Problem description -
Output the lines of the listing below as a Markdown table with two columns, Number and Line, giving each row a number and skipping blank lines. Begin at the line that has "the eyebrow, which" and stop after the line that has "[(407, 483)]", including no other lines.
# # # #
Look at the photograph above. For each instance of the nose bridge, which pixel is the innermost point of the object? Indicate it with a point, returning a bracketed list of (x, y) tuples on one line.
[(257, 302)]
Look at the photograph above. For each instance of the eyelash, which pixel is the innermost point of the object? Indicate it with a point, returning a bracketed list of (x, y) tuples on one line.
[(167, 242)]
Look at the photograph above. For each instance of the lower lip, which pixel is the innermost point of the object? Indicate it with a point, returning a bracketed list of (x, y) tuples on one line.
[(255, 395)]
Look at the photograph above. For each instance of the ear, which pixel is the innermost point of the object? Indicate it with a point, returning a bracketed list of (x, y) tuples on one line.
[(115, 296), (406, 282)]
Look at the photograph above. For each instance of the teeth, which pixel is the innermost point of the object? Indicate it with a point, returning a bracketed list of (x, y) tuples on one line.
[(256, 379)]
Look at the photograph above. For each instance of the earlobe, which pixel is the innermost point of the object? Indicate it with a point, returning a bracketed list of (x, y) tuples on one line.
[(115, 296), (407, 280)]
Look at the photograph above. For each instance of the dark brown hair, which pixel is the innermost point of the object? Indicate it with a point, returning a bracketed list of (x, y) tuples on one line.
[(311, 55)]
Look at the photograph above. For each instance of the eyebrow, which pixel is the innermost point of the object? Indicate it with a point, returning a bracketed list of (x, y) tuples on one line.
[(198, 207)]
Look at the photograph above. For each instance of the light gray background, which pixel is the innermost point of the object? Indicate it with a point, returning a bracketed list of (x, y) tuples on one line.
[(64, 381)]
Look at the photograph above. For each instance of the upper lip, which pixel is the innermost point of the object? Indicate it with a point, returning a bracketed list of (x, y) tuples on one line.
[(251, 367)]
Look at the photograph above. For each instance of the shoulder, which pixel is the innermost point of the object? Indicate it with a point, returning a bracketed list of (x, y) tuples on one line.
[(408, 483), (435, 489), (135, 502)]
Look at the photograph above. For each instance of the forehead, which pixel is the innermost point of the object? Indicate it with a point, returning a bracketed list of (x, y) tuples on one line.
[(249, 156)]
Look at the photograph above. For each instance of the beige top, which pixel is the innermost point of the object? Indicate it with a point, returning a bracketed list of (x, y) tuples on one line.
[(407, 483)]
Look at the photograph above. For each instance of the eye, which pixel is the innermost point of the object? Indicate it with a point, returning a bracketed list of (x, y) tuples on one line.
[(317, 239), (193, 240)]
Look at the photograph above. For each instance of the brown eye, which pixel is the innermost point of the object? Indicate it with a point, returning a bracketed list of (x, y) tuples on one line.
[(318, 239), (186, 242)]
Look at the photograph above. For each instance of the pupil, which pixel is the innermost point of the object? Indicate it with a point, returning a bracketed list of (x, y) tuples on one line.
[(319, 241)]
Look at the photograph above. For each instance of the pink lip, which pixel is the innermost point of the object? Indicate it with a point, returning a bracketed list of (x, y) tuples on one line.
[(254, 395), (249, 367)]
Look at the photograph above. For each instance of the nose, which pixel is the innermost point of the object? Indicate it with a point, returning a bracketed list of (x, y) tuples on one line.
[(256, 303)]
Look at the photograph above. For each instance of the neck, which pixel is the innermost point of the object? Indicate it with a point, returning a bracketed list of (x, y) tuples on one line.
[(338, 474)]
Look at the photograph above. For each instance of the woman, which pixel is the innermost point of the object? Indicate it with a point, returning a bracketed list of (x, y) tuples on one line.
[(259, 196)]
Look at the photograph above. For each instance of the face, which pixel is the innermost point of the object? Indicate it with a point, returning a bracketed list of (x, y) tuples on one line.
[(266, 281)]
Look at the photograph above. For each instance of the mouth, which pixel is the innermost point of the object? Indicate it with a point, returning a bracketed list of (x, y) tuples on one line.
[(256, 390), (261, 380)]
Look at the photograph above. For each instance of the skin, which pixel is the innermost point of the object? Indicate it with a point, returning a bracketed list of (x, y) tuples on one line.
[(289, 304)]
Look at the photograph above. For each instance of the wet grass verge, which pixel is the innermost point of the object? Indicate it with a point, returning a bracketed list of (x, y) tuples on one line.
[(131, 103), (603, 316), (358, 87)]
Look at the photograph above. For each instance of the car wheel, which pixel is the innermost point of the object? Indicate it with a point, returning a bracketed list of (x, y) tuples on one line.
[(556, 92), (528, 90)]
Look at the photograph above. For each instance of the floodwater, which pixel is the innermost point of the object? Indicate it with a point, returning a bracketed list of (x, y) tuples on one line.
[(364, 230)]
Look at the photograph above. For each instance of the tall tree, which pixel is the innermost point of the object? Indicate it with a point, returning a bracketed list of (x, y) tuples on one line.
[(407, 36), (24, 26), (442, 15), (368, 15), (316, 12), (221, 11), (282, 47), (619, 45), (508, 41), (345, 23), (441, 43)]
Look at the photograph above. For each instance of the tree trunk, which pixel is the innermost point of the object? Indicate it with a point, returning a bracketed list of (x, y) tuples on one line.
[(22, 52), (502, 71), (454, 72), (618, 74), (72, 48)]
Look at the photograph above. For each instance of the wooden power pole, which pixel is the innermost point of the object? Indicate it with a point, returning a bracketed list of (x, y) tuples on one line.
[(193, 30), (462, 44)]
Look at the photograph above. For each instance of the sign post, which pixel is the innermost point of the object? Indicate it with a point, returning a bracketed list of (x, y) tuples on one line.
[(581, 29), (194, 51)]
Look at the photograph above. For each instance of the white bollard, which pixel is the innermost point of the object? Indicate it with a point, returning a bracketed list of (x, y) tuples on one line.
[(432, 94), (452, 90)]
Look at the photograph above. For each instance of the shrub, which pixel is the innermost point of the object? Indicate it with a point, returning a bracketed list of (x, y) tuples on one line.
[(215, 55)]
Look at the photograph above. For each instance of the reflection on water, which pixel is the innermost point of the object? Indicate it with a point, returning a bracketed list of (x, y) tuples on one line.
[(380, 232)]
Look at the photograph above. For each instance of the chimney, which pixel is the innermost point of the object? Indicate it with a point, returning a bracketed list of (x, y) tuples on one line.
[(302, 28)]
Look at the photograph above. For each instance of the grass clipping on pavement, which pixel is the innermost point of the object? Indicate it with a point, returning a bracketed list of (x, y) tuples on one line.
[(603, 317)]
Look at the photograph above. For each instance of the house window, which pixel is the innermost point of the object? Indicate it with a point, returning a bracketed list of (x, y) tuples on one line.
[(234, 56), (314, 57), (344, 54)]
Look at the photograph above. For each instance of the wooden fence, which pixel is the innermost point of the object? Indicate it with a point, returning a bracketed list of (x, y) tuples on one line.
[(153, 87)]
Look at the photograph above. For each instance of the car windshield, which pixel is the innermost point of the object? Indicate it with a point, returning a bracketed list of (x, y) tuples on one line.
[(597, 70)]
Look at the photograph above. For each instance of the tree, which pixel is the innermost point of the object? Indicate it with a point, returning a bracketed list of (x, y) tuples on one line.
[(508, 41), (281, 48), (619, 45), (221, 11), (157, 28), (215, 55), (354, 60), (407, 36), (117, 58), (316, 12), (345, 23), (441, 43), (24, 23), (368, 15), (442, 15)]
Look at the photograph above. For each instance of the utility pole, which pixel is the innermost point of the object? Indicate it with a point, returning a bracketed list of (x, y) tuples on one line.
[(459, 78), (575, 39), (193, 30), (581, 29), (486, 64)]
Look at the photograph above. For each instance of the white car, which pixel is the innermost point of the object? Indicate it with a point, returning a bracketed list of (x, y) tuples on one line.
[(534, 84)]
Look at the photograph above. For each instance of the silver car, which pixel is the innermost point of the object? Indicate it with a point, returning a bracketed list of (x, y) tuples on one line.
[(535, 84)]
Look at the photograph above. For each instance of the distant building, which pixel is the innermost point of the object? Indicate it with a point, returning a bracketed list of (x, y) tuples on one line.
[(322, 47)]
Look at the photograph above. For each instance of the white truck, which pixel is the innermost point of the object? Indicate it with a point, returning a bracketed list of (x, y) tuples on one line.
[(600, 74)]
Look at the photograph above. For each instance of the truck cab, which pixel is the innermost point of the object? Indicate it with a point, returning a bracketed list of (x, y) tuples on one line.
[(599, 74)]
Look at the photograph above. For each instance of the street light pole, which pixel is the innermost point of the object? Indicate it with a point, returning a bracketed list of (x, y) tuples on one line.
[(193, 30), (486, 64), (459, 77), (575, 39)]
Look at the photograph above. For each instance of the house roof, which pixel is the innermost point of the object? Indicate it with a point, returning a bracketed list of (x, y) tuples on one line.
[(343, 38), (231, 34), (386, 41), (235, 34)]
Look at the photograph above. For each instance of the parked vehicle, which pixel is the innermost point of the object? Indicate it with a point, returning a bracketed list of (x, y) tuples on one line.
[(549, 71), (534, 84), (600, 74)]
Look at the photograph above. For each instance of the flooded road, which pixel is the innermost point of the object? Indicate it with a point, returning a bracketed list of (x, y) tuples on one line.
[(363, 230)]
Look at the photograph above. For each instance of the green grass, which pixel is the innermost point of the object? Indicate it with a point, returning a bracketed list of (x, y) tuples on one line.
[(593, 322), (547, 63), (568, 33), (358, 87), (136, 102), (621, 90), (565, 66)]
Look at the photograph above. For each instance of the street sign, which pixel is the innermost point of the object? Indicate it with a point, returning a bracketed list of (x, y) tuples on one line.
# # # #
Result of this task -
| Number | Line |
|---|---|
| 1 | Look at the photograph above. For each instance of the eyebrow, which pixel is the innermost point of the object? Indicate it with a point, returning a bracketed list of (x, y) tuples on one line. |
| 2 | [(198, 207)] |
| 3 | Look at the photograph above. For each instance of the light gray background, which pixel is the innermost point of the object? Indicate it with a point, returning a bracketed list of (x, y) tuples on one line. |
| 4 | [(64, 381)] |
| 5 | Look at the photograph above. For each instance of the upper lip, which pixel is the innermost point of the object? Indicate it with a point, returning a bracketed list of (x, y) tuples on one line. |
| 6 | [(251, 367)] |
| 7 | Look at the photograph above. For each instance of the shoulder, which pixel is the innermost point of the object? Indicate it with a point, returning a bracketed list of (x, y) tuples on one line. |
| 8 | [(408, 483), (435, 489), (135, 502)] |
| 9 | Look at the photograph above. For each instance of the forehead, which pixel is the innermost point of the object? Indicate it with a point, returning a bracketed list of (x, y) tuples on one line. |
| 10 | [(249, 156)] |
| 11 | Look at the photograph above. For each instance of the beige top, which pixel is the innermost point of the object? Indicate it with a point, returning a bracketed list of (x, y) tuples on one line. |
| 12 | [(407, 483)] |